▸ **SOURCE MATERIAL**:
-------------------------
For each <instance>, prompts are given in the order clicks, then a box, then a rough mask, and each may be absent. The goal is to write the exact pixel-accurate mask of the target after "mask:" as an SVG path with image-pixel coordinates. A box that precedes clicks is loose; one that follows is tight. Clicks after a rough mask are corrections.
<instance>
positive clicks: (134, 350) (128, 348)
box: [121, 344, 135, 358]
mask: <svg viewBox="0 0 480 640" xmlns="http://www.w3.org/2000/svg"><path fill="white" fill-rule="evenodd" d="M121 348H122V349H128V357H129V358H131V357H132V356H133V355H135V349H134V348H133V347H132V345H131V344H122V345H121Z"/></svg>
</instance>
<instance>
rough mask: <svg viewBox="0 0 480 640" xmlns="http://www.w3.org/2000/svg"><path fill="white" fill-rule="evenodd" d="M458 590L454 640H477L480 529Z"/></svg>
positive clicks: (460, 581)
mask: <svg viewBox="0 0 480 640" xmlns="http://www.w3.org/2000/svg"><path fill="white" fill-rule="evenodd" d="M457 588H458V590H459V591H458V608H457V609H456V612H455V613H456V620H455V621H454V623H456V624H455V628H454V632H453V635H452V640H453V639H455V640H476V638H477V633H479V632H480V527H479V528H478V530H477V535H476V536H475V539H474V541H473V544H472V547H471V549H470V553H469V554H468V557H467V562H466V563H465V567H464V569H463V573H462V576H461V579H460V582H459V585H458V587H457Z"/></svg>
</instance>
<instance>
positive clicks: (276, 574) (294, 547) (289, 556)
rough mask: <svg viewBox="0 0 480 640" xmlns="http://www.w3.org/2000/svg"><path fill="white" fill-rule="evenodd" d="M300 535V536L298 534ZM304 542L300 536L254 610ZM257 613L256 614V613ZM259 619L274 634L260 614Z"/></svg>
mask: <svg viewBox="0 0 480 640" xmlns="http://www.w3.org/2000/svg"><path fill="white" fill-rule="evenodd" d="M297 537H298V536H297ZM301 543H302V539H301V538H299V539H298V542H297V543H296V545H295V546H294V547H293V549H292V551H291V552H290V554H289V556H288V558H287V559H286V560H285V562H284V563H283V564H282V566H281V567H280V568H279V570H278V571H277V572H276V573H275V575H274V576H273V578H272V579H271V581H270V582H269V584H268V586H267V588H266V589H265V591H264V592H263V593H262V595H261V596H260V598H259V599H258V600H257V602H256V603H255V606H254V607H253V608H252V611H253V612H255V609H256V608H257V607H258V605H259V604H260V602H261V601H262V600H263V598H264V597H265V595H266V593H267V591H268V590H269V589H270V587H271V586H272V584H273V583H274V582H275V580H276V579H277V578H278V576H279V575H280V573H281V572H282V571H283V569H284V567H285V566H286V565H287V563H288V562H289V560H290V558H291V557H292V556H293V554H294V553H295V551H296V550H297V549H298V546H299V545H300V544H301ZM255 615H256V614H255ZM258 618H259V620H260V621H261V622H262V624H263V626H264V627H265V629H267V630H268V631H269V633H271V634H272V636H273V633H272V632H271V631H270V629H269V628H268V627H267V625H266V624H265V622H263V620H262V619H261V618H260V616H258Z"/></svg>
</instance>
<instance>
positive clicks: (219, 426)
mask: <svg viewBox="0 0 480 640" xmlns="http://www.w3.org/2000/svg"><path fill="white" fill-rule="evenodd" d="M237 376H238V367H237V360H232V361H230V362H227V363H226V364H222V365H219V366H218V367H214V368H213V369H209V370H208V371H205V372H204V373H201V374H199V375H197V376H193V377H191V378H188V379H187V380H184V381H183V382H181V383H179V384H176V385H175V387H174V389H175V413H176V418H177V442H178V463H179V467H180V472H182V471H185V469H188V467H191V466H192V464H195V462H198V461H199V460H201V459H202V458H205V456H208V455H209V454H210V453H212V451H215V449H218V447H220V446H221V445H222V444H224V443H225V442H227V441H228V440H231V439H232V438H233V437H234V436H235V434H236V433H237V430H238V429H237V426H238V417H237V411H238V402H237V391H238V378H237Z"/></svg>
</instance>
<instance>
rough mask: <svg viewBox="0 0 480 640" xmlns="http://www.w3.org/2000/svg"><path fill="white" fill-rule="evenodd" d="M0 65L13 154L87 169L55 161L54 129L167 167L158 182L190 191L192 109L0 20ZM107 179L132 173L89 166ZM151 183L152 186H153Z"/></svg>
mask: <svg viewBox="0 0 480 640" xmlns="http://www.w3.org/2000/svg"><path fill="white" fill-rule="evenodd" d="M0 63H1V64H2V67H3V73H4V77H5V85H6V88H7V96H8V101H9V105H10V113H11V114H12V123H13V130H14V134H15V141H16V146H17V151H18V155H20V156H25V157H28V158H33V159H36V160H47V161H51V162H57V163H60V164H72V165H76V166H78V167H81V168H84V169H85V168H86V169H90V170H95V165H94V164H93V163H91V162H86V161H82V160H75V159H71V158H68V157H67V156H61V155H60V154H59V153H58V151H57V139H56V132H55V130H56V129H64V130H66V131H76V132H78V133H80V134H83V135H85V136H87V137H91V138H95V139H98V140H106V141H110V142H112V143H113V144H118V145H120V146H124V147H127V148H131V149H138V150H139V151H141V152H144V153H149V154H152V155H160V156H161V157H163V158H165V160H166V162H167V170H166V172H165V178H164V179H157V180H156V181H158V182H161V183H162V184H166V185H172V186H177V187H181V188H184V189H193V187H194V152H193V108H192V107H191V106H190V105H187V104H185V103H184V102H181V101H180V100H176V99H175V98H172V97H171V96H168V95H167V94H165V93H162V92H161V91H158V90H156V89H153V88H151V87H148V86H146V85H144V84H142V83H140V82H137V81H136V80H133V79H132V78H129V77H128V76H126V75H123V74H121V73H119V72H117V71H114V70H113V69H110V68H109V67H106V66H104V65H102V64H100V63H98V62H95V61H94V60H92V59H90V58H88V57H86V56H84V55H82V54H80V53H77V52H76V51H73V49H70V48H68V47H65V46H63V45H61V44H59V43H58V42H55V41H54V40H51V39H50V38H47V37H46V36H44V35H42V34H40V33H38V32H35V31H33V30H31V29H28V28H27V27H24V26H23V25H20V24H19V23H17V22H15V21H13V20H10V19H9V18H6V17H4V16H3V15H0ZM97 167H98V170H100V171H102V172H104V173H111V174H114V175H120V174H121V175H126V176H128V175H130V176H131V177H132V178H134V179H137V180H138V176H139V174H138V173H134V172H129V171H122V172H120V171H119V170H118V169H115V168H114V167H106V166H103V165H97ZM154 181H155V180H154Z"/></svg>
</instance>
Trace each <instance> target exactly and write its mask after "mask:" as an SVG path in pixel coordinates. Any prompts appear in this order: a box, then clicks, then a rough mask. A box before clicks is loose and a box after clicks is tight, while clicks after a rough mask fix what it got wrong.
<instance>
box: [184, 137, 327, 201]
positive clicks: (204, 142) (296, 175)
-------------------------
▸ **THE PROBLEM**: Collect every line of the entries above that contains the string "positive", treating case as significant.

▸ **RESPONSE BOX**:
positive clicks: (134, 350) (128, 348)
positive clicks: (460, 581)
positive clicks: (276, 574) (294, 547) (289, 556)
positive clicks: (219, 426)
positive clicks: (204, 142) (296, 175)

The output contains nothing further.